- [Text excerpt]
______
The much awaited passage of the Banking Regulation (Amendment) Bill expected to be issued by the Reserve Bank of India -- which will pave the way for new banking licences --, afforded some reprieve towards the end, along with rumours of takeover bids on old private sector banks by new private sector banks.

A senior analyst says that banks are mainly to be blamed for the NPA problem. "No doubt, the problem arose out of the macro-economic environment in the country and beyond," says Shinjini Kumar, Director, PricewaterhouseCoopers Pvt Ltd. It brought about greater focus on governance issues, both within borrowers and lenders.

"Weaknesses in processes such as appraisal of loans, selection of borrowers and ongoing monitoring of loans may not show up when the economy is booming and the rising tide effect persists. But when the economy is in a downturn, these things are accentuated and that's what happened." Another industry expert at KPMG has a similar view. "Banks obsessed with topline growth do well when there is a boom, but when the slowdown sets in, such banks are hit hard," says Narayanan Ramaswamy, Partner, KPMG Advisory Services Pvt Ltd. He adds that bankers with "banking instinct", who can protect their capital and invest their assets wisely wouldn't encounter such problems.
______
- [Source material]
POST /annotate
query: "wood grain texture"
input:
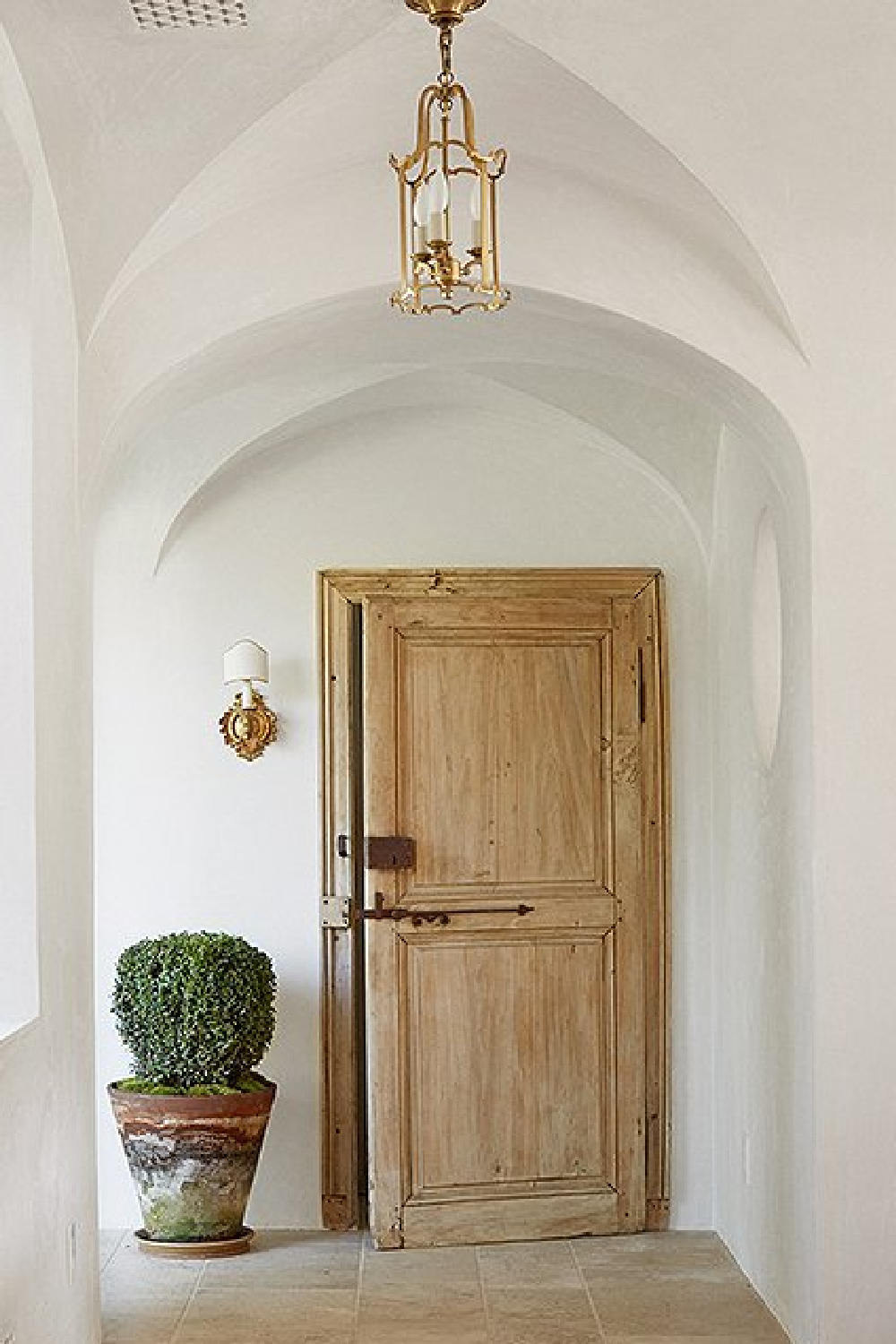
______
- [Task to carry out] Continue the article on the NPA problem at Indian banks, starting after its last sentence.

- [Solved problem]
With the economy showing no decisive signs of recovery as indicated by core sector numbers for the April-November 2012 period, NPAs will continue to stress banks in 2013 as well, though managing director of public sector lender State Bank of Mysore, Sharad Sharma, disagrees: "NPAs won't be as bad a story as in 2012. At our bank, we saw significant reductions in the last two quarters of calendar 2012." The MD and CEO of Karur-based private sector lender Lakshmi Vilas Bank, K S R Anjaneyulu, says that banks with a legacy of stressed assetes will find the going tough in 2013 and fiscal 2013-14.

According to him, growth prospects for such banks would be bleak, while the rest will do well. "I feel that overall growth for the banking sector will be in the region of 17-20 per cent in 2013-14." He adds that given the easing of the fiscal cliff challenge in the US and the Eurozone crisis, the global economic situation augurs well for banks and that by March this year, the "difficult phase" for the sector should be over.

Deposits Growth Likely

According to Sharma, the mismatch between credit growth at around 16 per cent and deposit growth of about 13 per cent in calendar 2012, is bound to see improvement in 2013. "Deposit growth will be around 16 per cent this year led by retail deposits, even as we phase out bulk deposits. This will improve liquidity, which gave bankers a tough time in 2012." On the credit growth front, Sharma notes that with interest differentials being what they are, corporates will continue to prefer external borrowings.

"To that extent, there won't be significant pickup in corporate credit." He is optimistic on the retail side.

While the clutch of new players entering the banking space is perceived as a positive development for the sector, Shinjini says this will come with its own set of challenges.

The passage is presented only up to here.